Supplied data:
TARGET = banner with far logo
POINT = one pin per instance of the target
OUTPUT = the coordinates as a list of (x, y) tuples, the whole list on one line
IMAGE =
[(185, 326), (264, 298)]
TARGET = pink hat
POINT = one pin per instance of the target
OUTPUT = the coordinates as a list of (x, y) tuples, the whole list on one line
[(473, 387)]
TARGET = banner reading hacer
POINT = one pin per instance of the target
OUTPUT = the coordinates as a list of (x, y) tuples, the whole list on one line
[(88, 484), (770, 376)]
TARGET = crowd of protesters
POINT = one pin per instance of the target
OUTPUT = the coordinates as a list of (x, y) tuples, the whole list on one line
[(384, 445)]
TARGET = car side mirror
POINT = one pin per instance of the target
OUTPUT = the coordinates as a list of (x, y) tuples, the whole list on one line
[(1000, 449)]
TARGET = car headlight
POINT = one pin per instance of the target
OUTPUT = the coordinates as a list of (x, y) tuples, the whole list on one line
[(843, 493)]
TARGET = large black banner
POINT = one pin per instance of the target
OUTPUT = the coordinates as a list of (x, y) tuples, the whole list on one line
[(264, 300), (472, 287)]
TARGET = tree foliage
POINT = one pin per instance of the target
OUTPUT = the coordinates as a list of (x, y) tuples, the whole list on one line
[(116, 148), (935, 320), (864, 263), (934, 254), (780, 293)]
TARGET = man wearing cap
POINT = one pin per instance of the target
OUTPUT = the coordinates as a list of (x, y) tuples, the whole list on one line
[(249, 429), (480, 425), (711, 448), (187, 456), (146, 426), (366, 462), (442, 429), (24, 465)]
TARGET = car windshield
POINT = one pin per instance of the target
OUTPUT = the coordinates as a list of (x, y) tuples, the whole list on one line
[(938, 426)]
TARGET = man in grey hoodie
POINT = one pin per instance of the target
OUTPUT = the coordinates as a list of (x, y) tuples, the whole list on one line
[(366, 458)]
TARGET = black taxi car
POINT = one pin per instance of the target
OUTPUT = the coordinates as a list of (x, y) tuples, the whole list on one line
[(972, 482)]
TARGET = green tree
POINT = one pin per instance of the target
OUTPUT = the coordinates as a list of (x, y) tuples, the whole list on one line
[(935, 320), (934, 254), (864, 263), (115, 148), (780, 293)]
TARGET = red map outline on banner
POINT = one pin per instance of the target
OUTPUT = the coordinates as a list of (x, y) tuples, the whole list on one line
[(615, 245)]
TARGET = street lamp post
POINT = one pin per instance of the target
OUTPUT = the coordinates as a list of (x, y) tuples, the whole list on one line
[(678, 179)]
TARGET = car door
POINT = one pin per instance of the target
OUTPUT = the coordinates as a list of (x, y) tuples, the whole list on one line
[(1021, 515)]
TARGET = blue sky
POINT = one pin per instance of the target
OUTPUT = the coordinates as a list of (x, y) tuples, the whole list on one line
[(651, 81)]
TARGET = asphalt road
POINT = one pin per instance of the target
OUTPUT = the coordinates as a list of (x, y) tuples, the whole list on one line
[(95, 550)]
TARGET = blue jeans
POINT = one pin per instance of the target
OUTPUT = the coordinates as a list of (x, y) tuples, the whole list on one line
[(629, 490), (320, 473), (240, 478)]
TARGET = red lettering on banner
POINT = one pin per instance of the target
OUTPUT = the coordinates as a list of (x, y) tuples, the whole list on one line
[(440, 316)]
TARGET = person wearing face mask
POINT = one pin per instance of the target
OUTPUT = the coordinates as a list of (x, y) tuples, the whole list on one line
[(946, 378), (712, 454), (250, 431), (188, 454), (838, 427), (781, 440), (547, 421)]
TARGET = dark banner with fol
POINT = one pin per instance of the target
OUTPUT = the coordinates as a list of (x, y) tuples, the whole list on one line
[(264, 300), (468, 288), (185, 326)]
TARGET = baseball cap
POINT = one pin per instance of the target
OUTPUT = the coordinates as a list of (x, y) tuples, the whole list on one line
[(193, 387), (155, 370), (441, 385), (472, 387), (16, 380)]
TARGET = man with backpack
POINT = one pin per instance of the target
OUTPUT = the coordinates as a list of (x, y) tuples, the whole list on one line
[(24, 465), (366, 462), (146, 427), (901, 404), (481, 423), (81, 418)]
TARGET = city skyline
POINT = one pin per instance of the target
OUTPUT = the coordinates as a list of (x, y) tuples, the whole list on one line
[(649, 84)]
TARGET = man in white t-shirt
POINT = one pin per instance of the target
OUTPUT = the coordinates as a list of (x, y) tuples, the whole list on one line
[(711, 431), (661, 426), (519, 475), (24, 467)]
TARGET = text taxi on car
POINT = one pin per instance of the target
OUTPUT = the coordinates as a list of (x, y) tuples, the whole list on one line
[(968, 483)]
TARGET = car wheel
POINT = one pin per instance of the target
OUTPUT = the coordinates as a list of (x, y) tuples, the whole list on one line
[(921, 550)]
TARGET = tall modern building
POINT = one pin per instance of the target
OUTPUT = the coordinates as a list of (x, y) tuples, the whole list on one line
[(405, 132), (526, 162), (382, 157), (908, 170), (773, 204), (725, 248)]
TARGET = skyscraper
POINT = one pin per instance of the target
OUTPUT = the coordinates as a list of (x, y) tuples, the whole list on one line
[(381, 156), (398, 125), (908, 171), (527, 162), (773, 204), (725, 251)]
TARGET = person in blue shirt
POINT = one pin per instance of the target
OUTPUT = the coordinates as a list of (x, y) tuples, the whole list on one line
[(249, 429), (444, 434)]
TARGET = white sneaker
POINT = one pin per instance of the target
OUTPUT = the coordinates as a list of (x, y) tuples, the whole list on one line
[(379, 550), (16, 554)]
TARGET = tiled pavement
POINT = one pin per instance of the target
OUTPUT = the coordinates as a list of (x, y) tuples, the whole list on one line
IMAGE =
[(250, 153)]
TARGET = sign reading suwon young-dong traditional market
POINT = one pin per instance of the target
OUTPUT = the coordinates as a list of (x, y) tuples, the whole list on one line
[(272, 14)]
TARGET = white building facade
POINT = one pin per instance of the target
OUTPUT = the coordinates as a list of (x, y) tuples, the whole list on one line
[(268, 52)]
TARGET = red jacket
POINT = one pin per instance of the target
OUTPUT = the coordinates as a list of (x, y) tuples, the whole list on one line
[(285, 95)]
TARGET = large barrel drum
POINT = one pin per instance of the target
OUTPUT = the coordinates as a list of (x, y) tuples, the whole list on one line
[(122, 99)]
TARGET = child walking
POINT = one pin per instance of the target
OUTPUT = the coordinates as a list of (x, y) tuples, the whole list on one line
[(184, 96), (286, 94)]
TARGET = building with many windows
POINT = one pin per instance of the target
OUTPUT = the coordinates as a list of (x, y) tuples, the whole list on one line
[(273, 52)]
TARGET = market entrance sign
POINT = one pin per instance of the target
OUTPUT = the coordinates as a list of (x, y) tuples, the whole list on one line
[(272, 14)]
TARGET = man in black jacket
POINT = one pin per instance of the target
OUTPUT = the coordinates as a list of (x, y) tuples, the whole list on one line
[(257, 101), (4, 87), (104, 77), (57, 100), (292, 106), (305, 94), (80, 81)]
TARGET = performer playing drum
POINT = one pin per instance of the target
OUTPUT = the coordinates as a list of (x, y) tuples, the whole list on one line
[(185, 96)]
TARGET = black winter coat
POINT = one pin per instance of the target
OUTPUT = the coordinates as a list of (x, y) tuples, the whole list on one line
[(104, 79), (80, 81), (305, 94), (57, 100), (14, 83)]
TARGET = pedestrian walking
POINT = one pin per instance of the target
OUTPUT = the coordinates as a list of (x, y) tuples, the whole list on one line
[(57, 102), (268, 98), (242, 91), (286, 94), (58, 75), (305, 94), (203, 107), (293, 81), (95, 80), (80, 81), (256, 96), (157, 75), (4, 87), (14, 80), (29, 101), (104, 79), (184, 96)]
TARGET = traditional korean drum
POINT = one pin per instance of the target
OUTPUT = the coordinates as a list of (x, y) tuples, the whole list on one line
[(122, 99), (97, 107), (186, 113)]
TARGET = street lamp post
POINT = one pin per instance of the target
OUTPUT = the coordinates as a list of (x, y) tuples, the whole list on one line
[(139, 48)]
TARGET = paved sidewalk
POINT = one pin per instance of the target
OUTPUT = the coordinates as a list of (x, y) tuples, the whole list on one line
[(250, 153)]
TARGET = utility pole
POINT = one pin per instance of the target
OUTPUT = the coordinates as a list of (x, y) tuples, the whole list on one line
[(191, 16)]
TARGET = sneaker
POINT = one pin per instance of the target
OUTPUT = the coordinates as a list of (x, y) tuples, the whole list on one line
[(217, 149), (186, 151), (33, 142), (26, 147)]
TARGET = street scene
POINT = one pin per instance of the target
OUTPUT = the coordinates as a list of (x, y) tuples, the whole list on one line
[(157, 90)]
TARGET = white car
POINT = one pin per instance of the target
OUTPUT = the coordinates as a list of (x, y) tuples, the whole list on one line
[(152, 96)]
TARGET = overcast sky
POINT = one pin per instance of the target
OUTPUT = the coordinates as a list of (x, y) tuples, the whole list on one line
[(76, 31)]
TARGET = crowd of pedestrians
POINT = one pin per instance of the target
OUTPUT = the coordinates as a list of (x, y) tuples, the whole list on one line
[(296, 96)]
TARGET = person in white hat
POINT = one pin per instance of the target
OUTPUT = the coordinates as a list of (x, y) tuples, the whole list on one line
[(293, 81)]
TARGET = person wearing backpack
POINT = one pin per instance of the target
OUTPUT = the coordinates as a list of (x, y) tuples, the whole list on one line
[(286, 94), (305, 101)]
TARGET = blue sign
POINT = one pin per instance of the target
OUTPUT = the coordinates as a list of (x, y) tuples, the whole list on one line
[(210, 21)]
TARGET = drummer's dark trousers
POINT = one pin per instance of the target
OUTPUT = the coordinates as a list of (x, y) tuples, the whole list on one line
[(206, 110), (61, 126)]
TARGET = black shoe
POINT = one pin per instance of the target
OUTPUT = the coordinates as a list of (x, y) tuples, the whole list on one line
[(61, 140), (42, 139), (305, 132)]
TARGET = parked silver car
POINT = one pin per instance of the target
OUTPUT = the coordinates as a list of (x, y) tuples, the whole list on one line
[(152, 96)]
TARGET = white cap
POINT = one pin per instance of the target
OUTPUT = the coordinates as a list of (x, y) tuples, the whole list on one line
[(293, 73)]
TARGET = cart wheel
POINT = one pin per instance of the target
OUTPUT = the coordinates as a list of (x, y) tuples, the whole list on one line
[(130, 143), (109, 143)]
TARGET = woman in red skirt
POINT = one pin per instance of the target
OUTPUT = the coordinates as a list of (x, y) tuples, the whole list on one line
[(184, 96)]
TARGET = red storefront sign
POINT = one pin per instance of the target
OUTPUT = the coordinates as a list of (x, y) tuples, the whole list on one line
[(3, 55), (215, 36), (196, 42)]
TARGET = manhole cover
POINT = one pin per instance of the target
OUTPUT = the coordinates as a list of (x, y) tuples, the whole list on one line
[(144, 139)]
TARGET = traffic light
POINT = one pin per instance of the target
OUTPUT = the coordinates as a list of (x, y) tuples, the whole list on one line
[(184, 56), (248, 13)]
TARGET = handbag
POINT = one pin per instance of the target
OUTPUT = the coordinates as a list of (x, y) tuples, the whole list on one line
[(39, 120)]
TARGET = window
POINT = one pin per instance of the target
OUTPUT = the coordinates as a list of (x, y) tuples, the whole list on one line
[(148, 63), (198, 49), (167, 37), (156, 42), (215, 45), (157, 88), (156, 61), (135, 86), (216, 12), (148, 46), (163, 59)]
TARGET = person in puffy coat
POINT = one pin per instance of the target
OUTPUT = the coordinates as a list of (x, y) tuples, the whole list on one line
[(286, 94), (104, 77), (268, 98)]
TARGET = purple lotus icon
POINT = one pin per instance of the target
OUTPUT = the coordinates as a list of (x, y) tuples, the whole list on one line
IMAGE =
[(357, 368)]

What the task asks:
Reproduce verbatim the lines of the items starting at the line that contains "TARGET = white car" and ending with the line that contains "[(293, 81)]". Include both of those lines.

Problem solution:
TARGET = white car
POINT = one pin per instance of the target
OUTPUT = the coordinates as a list of (x, y) tuples, the whole list on one line
[(152, 96)]
TARGET = overcast sky
POINT = one pin per instance of the target
OUTPUT = the coordinates as a list of (x, y) tuples, the whole list on one line
[(76, 31)]
TARGET = crowd of pedestrians
POINT = one pin per instance of the target
OUTPUT = the coordinates as a list of (x, y) tuples, the whole list on one line
[(296, 96)]
TARGET = person in white hat
POINT = one pin per instance of the target
OUTPUT = the coordinates as a list of (x, y) tuples, the whole list on one line
[(293, 81)]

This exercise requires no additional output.